● TASK ITEM
For the entries below, work out how many lines include the string "query", then write only that number.

● GIVEN INFORMATION
========================

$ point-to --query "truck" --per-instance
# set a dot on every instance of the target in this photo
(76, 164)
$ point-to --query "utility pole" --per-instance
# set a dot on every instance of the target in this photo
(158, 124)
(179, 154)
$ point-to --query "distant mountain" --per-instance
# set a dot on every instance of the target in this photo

========================

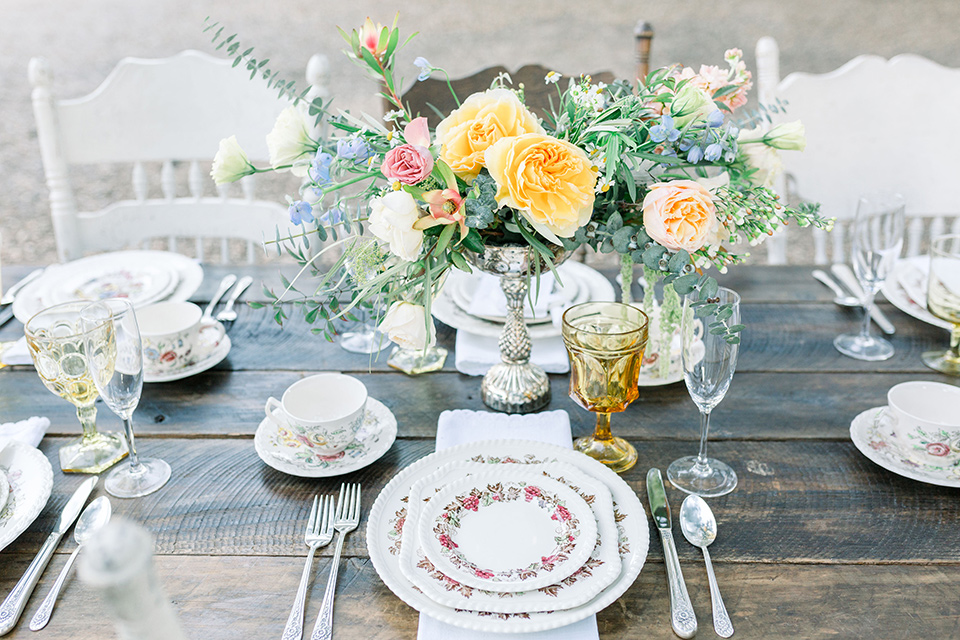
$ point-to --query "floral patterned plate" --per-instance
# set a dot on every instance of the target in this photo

========================

● SOLUTION FOR THIS TASK
4